■ TASK DETAILS
The entries shown below are to be printed in full, unaltered.

(STUDY MATERIAL)

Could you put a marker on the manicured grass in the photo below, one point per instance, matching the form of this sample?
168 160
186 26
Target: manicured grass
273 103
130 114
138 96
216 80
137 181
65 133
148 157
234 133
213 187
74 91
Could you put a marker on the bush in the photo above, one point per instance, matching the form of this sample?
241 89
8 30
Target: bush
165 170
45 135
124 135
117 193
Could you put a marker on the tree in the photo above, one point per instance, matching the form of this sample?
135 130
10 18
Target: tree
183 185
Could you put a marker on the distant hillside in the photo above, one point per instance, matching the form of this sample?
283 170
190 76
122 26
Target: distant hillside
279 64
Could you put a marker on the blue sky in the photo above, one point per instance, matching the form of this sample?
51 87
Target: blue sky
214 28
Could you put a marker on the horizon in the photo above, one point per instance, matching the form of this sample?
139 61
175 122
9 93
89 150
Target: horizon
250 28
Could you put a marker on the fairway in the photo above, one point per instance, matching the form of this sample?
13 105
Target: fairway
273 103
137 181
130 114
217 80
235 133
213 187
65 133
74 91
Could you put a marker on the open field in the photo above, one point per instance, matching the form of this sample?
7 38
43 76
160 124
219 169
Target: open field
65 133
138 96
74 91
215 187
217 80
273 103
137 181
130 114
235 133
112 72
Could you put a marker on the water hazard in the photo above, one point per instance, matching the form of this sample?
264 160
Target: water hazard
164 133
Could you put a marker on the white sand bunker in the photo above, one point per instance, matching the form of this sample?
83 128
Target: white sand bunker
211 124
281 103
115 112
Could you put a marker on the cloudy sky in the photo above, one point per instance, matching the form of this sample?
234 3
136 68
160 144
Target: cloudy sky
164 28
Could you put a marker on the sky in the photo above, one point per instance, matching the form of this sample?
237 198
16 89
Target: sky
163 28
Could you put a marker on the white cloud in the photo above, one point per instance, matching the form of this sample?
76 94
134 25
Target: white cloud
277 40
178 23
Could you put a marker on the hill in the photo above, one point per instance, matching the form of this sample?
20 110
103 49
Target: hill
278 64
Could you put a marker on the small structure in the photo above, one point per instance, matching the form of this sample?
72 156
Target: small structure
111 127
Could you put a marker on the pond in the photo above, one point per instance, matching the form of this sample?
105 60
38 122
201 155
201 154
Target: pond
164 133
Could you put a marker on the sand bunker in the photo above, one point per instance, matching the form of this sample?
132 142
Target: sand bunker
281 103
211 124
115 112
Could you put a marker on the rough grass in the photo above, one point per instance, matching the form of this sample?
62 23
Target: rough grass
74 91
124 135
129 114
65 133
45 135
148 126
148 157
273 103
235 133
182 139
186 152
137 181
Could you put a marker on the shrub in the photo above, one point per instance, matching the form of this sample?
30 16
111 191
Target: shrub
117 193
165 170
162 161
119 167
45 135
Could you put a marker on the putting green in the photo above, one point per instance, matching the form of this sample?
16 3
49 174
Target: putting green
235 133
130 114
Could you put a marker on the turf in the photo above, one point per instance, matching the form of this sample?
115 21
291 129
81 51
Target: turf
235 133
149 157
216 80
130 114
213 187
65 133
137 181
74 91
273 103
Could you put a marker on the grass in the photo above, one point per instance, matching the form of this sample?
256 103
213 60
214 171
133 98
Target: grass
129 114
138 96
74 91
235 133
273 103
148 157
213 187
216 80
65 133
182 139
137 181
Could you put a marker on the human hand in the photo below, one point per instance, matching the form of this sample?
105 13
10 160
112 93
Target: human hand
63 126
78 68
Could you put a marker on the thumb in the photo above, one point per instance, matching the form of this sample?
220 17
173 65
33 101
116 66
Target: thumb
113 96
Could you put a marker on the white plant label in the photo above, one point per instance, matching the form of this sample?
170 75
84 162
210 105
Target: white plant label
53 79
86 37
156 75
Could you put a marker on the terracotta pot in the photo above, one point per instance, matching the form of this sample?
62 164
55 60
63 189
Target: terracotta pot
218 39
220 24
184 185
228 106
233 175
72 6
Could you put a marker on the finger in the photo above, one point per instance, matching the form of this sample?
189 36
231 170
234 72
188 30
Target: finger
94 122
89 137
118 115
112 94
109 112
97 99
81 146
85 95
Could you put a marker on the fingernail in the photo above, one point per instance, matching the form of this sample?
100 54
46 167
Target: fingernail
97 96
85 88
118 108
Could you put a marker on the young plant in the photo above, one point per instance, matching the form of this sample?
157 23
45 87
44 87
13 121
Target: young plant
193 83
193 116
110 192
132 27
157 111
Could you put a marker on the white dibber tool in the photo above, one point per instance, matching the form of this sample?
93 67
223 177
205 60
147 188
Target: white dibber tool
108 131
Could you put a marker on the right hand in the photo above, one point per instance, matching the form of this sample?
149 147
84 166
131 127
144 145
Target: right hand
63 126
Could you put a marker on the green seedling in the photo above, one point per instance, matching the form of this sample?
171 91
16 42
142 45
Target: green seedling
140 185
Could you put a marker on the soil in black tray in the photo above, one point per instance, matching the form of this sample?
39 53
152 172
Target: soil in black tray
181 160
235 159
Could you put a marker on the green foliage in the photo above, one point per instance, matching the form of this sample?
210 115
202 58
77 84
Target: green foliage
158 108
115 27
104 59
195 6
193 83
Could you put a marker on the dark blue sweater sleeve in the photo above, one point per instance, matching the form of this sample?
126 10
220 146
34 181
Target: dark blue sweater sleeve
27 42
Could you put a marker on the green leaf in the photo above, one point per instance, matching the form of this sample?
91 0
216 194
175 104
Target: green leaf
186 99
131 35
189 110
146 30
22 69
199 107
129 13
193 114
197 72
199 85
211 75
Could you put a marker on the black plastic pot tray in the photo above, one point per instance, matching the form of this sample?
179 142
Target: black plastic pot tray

(End STUDY MATERIAL)

■ EXERCISE RESPONSE
Could you put a marker on the manicured grass in the photo below, one point per instance, matching the form of this sample?
168 160
186 26
Target: manicured grass
273 103
130 114
138 96
216 80
137 181
65 133
148 157
234 133
213 187
74 91
Could you put a marker on the bush in the photo above, one point per instance, matching the form of this sample?
241 89
8 30
Target: bush
165 170
45 135
124 135
117 193
Could you put a marker on the tree in the photo above, one point per instance, matching the form of this sample?
135 130
10 18
Target: tree
183 185
Could you put a marker on the distant hillside in the photo above, one point per instance, matching the form of this sample?
283 170
190 76
122 26
Target: distant hillside
279 64
Could you put a marker on the blue sky in the photo above, one point per instance, matching the form of this sample?
51 87
Target: blue sky
214 28
Could you put a marker on the horizon in the photo above, one point per instance, matching the form of this sample?
139 61
175 122
9 93
89 150
Target: horizon
250 28
Could you put a marker on the fairway in the photo above, one point per instance, matching the form of this sample?
13 105
Target: fairway
273 103
137 181
130 114
217 80
235 133
213 187
65 133
74 91
Could you put a marker on the open field in the photo above, one point per instance, matching the form of this sample?
7 38
43 76
160 124
219 169
Target: open field
65 133
138 96
74 91
215 187
217 80
273 103
137 181
130 114
235 133
112 72
Could you put a marker on the water hazard in the photo above, one point per instance, matching the form of this sample?
264 160
Target: water hazard
164 133
Could you put a marker on the white sand bunker in the photo above, one point per instance, matching the form of this sample?
83 128
Target: white sand bunker
211 124
281 103
115 112
Could you put a marker on the cloudy sky in the photo above, one point per instance, matching the form of this sample?
234 3
136 68
160 144
Target: cloudy sky
164 28
Could you put a marker on the sky in the photo above, one point per instance, matching the form of this sample?
237 198
16 89
Target: sky
163 28
Could you put a marker on the white cloud in the photo above, one point per instance, matching the form of this sample?
76 94
134 25
Target: white cloud
277 40
178 23
Could you put a marker on the hill in the photo above, one point per instance, matching the form of this sample?
20 110
103 49
Target: hill
278 64
Could you put a marker on the small structure in the photo above, one point per instance, matching the form of this sample?
72 156
Target: small structure
111 127
Could you put a marker on the pond in the photo above, one point per instance, matching the form of this sample?
105 60
38 122
201 155
201 154
Target: pond
164 133
Could you put a marker on the sand bunker in the photo above, one point per instance, matching the form of this sample?
132 142
Target: sand bunker
281 103
211 124
115 112
Could you put a marker on the rough grass in the photo above, one point per instance, matching the form of this sample?
62 23
Target: rough grass
74 91
124 135
129 114
65 133
45 135
148 126
148 157
273 103
235 133
182 139
186 152
137 181
Could you put a marker on the shrub in the photo above, one point per instance, matching the form of this sample?
30 16
111 191
Target: shrub
117 193
165 170
162 161
119 167
45 135
Could you put a marker on the putting green in the photo above, one point per instance, matching the form of this sample?
16 3
49 174
Target: putting green
235 133
130 114
Could you put a marker on the turf in the photo above, one point per instance, matching the form of this sample?
115 21
291 129
81 51
Target: turf
235 133
149 157
216 80
130 114
213 187
65 133
137 181
74 91
273 103
Could you put a marker on the grass in the photo above, one point per instance, matching the form of this sample?
256 103
213 60
214 171
133 98
Target: grass
129 114
138 96
74 91
235 133
273 103
148 157
213 187
216 80
65 133
182 139
137 181
Could you put a marker on the human hand in the photo below, one point per instance, matching the form of this sample?
105 13
10 160
112 93
Target: human hand
63 126
78 68
Could you put a marker on the thumb in the photo above, one point per instance, matching the form of this sample?
220 17
173 65
33 101
116 66
Target: thumb
113 96
Could you put a marker on the white plant label in the photo above, one point per instance, matching the form of this sample?
170 75
84 162
210 105
Target: white plant label
53 79
86 37
156 75
Could you put a marker on the terracotta pot in the photo above, one point per instance, matching the form of this sample?
62 164
55 60
63 189
Target: terracotta pot
218 39
220 24
184 185
228 106
233 175
72 6
Could you put a marker on the finger in the photo above, one point per instance, matching the form of this sample?
189 36
231 170
234 72
188 30
Target: finger
94 122
89 137
118 115
112 94
109 112
97 99
81 146
85 95
Could you put a marker on the fingernail in the photo above, one point per instance, matching the form of this sample?
100 54
46 167
Target: fingernail
97 96
85 88
118 108
Could you put a marker on the young plant in the photo above, one point per instance, matching the form of this sample?
157 23
45 87
44 87
13 121
Target: young plant
193 83
193 116
110 192
132 27
157 111
Could you put a marker on the white dibber tool in the photo above, one point per instance, matching the form of this sample?
93 67
223 177
205 60
147 188
Target: white dibber tool
108 131
Could you put a marker on the right hand in the photo above, one point per instance, matching the form of this sample?
149 147
84 166
131 127
144 145
Target: right hand
63 126
Could you put a marker on the green seedling in the photo above, one point per instance, matching the form of this sample?
171 91
16 42
142 45
Target: green seedling
140 185
Could you put a marker on the soil in black tray in the photo above, one point per instance, matching the form of this sample?
39 53
152 172
Target: soil in black tray
181 160
235 159
Could you put a marker on the green foliage in the photo above, one point per instance, matching the form of this sample?
210 115
202 58
77 84
Target: green foliage
158 108
115 27
104 59
195 6
193 83
Could you put a marker on the dark blue sweater sleeve in the photo above, one point per instance, matching the form of this sample?
126 10
220 146
34 181
Target: dark blue sweater sleeve
27 42
Could you put a marker on the green leaf in the photo above, one point per instance, matching the form of this sample?
91 0
216 194
175 104
Target: green leaf
186 99
131 35
189 110
146 30
22 69
199 107
129 13
193 114
197 72
199 85
211 75
Could you put a marker on the black plastic pot tray in the photo above, one point per instance, matching the form of this sample?
179 142
Target: black plastic pot tray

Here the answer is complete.